Fragen >>
A. Übersetzen Sie aus dem Bericht über den Talk mit Rainer Voss den Satz „Seither lebt er als Privatier mit Frau und drei Kindern in Frankfurt.“ ins Englische.
B. Geben Sie aus dem Bericht über den Talk mit Rainer Voss den Abschnitt von „Dass er frühzeitig“ bis „auch einmal gemacht.“ wortgetreu aus.
C. Führen Sie den Bericht über den Talk mit Rainer Voss im Anschluss an dessen letzten Satz weiter.

Textauszug >>
------------------------------

12. Januar 2015

Ohne Dreck am Stecken

Der einleitende Kurzfilm tauchte das zahlreiche Publikum im randvollen Bocksaal ein in die von der Realität des normalen Lebens abgehobene Welt der Finanzjongleure, der auch der 55-jährige Gast des 161. Talks, Rainer Voss, einmal angehörte. Mit einem Gehalt von 100.000 Euro - im Monat - konnte auch er sich wie die anderen Investment-Banker in den verspiegelten Wolkenkratzern in Frankfurts "Mainhattan" als "Master of the Universe" fühlen. Der gleich lautende Kino-Dokumentarfilm über sein Berufsleben hat eingeschlagen, über zwei Millionen haben ihn gesehen.

Dass er frühzeitig aus dem Metier ausgestiegen ist, leuchtete bereits ein, als Voss  Raimund Hasers Bitte entsprach, doch einmal seinen letzten Arbeitsplatz zu beschreiben. "Sechs großflächige Bildschirme am Schreibtisch, zwei Tastaturen und zwei Mäuse und (mit Geste des Scheibenwischers) ständig so einen 20 Jahre jüngeren Arsch im Nacken, der dir ständig sagt: So und so musst du es machen".

Seither lebt er als Privatier mit Frau und drei Kindern in Frankfurt. Mit der Begründung, es gebe in Deutschland nur 3.000 Studenten, die tatsächlich volljährig seien, hat er ihnen verboten, gleich nach dem Abi ein Studium aufzunehmen, und geraten, erst einmal eine Lehre zu machen. So hat er es selbst auch einmal gemacht.

------------------------------

Bereitgestellte Einträge >>
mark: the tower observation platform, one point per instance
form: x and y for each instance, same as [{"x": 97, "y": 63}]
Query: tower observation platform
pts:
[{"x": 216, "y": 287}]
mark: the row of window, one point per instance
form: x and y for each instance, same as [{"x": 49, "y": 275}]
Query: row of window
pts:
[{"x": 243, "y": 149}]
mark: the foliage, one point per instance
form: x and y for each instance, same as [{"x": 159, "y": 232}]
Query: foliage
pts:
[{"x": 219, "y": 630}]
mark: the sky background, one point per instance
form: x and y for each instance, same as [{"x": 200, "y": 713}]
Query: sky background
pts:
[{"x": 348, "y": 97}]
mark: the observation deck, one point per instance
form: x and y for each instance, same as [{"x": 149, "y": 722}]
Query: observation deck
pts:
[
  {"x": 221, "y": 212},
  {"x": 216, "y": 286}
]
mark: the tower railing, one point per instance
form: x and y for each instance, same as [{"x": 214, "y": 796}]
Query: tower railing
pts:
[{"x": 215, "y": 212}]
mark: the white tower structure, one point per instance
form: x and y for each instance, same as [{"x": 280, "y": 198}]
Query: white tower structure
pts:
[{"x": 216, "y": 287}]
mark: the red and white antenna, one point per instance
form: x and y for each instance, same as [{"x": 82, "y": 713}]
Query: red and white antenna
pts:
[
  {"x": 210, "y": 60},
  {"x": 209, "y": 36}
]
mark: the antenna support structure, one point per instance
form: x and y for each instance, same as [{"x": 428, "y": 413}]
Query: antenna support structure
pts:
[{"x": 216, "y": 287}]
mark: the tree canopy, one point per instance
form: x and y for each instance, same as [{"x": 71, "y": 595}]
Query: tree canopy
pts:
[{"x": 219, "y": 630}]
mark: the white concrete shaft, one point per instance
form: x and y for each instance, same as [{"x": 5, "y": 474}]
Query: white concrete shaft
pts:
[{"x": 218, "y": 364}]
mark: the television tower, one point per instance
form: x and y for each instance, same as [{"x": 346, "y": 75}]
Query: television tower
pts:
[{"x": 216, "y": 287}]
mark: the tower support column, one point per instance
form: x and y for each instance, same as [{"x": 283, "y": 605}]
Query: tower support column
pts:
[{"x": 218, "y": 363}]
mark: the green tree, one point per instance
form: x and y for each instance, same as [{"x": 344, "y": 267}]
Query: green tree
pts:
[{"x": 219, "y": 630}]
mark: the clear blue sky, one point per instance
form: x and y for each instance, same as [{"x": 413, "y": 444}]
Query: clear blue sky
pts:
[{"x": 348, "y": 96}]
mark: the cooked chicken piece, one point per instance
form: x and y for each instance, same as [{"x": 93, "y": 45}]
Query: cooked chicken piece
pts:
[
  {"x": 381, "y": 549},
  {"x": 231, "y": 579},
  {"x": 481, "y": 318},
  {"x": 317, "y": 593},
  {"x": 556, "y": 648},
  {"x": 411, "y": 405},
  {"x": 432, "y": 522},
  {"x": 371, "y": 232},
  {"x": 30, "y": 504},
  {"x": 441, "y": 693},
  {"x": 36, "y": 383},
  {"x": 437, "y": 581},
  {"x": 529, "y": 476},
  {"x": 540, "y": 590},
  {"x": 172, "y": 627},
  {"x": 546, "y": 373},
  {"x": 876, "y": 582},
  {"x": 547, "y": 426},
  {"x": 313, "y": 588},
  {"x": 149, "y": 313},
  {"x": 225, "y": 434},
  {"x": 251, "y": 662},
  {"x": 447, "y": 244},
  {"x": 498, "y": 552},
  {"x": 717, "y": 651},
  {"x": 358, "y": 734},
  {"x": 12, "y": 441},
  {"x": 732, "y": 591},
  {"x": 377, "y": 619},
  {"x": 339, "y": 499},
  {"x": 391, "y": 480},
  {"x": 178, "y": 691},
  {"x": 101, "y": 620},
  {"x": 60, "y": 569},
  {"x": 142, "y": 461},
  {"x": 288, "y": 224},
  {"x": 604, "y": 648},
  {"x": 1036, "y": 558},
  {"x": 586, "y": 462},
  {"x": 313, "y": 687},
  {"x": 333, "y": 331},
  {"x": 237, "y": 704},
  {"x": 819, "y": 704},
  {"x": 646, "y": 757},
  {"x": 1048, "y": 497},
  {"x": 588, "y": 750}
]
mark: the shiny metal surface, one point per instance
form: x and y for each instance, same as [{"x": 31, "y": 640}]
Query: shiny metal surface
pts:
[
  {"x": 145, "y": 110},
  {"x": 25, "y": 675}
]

------------------------------

Schriftliche Antworten >>
A. Since then he has lived in Frankfurt as a man of private means with his wife and three children.

B.
Dass er frühzeitig aus dem Metier ausgestiegen ist, leuchtete bereits ein, als Voss  Raimund Hasers Bitte entsprach, doch einmal seinen letzten Arbeitsplatz zu beschreiben. "Sechs großflächige Bildschirme am Schreibtisch, zwei Tastaturen und zwei Mäuse und (mit Geste des Scheibenwischers) ständig so einen 20 Jahre jüngeren Arsch im Nacken, der dir ständig sagt: So und so musst du es machen".

Seither lebt er als Privatier mit Frau und drei Kindern in Frankfurt. Mit der Begründung, es gebe in Deutschland nur 3.000 Studenten, die tatsächlich volljährig seien, hat er ihnen verboten, gleich nach dem Abi ein Studium aufzunehmen, und geraten, erst einmal eine Lehre zu machen. So hat er es selbst auch einmal gemacht.

C.
Die Frage des Moderators "Plötzlich Privatier, wird da die Frau nicht wahnsinnig?" korrigierte der Gast. Das sei nicht von heute auf morgen geschehen. Natürlich habe er professionelle Hilfe in Anspruch genommen, schließlich sei es ein Resozialisierungsprozess. Man müsse wieder ganz einfache Sachen wie das Fahren in der U-Bahn lernen, wenn man immer nur Taxi gefahren sei.

Selbst aus einfachen, nicht-akademischen Verhältnissen stammend, so versichert er, sei er boden- und anständig geblieben. Mit glaubhafter Rhetorik: "Glauben Sie denn, ich säße hier, wenn ich Dreck am Stecken hätte?" Auf gar keinen Fall würde er wollen, dass einer in der 3. Reihe aufsteht, verächtlich mit dem Finger auf ihn zeigt und dann ruft: "Mit dem hab' ich auch einmal ein Geschäft gemacht!" In der Finanzwelt Kriminalität zu leugnen, liegt ihm fern: "Sie ist der Preis, den die Gesellschaft für ihre Freiheit bezahlt".

Mit gehöriger Portion Galgenhumor gestand er: "Es gibt viele Banker, die nicht mehr wissen, was ihre Handlung auslöst". Ihre Machenschaften vergleicht er mit einem Vierjährigen, der seine zweijährige Schwester umbringt. Im Unterschied zu ihnen kann das Kleinkind nicht ermessen, was es angestellt hat, deswegen auch nicht verantwortlich gemacht werden. Früher habe man ganz bewusst gehandelt, weil man wusste, dass eine Handlung A eine ganz bestimmte Folge B auslöst. Das war einmal...

So steht für ihn unverrückbar fest: Die Euro-Zone wird nicht überleben. Und: Die nächste Krise kommt bestimmt. Auch sie wird wieder die Falschen reich und die Falschen arm machen.

Die 1.418 Euro Saalspende gehen in Leutkirchs südwestfranzösische Partnerstadt Bédarieux. Das Geld kommt Kindern von Familien zugute, die unter den Folgen einer Flutkatastrophe leiden.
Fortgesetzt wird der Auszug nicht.